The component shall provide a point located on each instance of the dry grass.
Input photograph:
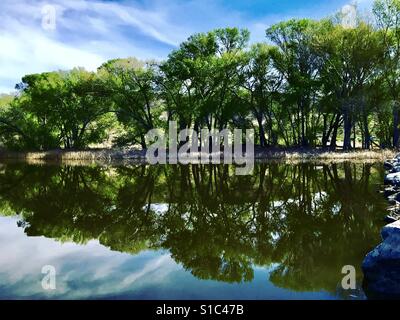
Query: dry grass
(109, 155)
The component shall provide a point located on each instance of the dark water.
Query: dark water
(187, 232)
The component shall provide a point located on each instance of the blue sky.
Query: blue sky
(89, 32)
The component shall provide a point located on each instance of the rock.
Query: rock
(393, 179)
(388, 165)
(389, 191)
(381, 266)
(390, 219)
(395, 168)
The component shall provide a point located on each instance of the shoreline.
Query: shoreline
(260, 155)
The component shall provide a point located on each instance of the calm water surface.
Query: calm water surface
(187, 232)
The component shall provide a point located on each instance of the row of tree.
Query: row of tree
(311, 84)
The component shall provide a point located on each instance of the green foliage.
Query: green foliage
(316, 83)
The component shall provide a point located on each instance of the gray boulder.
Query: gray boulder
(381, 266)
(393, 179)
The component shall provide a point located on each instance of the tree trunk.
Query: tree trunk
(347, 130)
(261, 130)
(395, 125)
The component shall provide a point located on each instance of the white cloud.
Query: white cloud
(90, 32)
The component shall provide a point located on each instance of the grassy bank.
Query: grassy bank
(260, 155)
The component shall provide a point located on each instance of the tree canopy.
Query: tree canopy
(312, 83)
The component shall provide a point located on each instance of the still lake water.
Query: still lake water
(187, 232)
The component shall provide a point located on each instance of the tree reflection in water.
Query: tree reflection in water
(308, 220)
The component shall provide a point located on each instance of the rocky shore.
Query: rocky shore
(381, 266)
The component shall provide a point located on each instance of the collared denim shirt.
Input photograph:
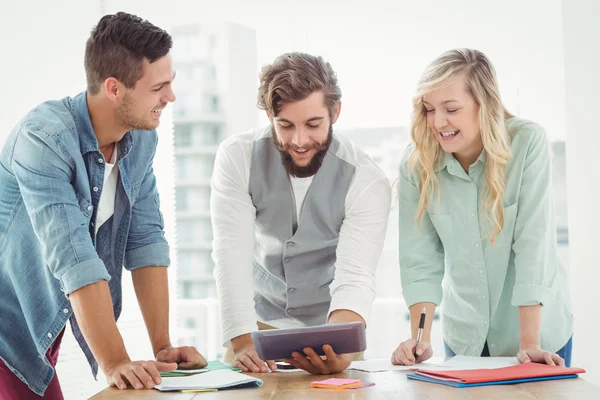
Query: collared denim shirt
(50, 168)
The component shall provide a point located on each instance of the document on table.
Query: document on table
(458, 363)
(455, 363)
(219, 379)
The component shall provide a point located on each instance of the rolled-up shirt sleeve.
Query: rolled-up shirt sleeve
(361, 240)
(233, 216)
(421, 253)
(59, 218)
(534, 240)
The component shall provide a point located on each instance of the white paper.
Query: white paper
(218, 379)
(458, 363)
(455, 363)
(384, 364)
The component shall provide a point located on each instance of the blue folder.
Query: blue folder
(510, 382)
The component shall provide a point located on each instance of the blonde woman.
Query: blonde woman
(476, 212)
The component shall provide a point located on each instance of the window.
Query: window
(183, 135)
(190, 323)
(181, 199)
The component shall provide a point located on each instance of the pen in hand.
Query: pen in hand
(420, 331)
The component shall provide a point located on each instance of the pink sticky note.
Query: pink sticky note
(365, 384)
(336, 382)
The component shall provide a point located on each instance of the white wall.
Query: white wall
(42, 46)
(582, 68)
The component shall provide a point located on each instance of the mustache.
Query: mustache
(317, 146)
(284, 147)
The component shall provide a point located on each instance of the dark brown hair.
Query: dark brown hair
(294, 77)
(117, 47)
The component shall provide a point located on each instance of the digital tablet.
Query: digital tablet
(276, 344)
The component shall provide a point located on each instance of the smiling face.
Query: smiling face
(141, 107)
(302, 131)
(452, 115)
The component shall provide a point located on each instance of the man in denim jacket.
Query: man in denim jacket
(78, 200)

Task statement ->
If a record holds a picture, leave the picture out and copy the rest exactly.

Result below ->
The component shall provide a point located on each instance of the dry grass.
Input photograph:
Query: dry grass
(109, 155)
The component shall provide a point located on each instance of the dark water.
Query: dark water
(187, 232)
The component shall provide a point located on each instance of the blue sky.
Query: blue sky
(89, 32)
The component shall provide a point located on each instance of the rock.
Query: rock
(393, 179)
(388, 165)
(389, 191)
(381, 266)
(390, 219)
(395, 168)
The component shall provide a point located on each instance of the shoreline.
Query: shoreline
(260, 155)
The component shall provide a point located on each instance of the calm water surface.
Query: calm water surface
(187, 232)
The component shall provide a point located on each instance of the row of tree.
Query: row of tree
(311, 84)
The component shall provide a point located on each instance of the green foliage.
Query: green foliage
(316, 83)
The component shall provide a point located on each instance of the gray boulder.
Query: gray boulder
(381, 266)
(393, 179)
The component shall provide a point located on each instance of the tree trunk.
Query: tree trunk
(347, 130)
(261, 130)
(395, 125)
The component shall provide a point located on each instance of the white cloud.
Query: white cloud
(90, 32)
The component shall provide a point located on each instance of the grassy bank.
Query: grassy bank
(260, 155)
The component shall provide a point located on each instance of the tree canopy.
Query: tree canopy
(312, 83)
The component shall provide a point located on each instance of the still lake water.
Query: still lake water
(187, 232)
The component shall provide a point located on each instance of the tree reflection in water.
Query: tree reflection in water
(308, 220)
The component shall provide a point located on each instance of the rocky shore.
Query: rocky shore
(381, 266)
The component shall provide a point located on each instance of the collared denim shirt.
Input photograph:
Query: collared denim shirt
(50, 168)
The component shall provide a point located on each instance of the document on table.
Query: document on table
(458, 363)
(455, 363)
(219, 379)
The component shall provide a point located on each instance of the rolled-up shirt sleeve.
Query: rolled-up shirt sleeve
(361, 240)
(233, 216)
(421, 253)
(59, 218)
(534, 240)
The component shall provide a point located on each instance of the white paper.
Query: white paper
(218, 379)
(458, 363)
(455, 363)
(384, 364)
The component shall provide a point located on each instance of the blue folder.
Query: blue folder
(510, 382)
The component shall provide a point located on each instance of the blonde woman.
Query: blonde woman
(476, 212)
The component shall provide a point located on each instance of the window.
Query: window
(183, 135)
(190, 323)
(181, 199)
The component shall provide a point located on each instance of the pen in hand.
Query: pen in hand
(420, 331)
The component shall provide a point located on each instance of the pink sticky note.
Query: pink sticky note
(365, 384)
(336, 382)
The component shall provide a point located on each instance of the white wall.
Query: white wall
(42, 46)
(582, 68)
The component shall provide a point located on each instance of the mustache.
Query: mustache
(317, 146)
(284, 147)
The component shall provide a point located on each instance of the dark brown hair.
Query: dark brown hair
(294, 77)
(117, 47)
The component shall provide a point located on each instance of the digital tablet.
Query: digital tablet
(276, 344)
The component shall provide a point located on each instance of the smiling face.
Query: smiling face
(141, 107)
(302, 131)
(452, 115)
The component shall provide a point located on each instance of the man in denim jacket.
Query: man in denim jacket
(78, 200)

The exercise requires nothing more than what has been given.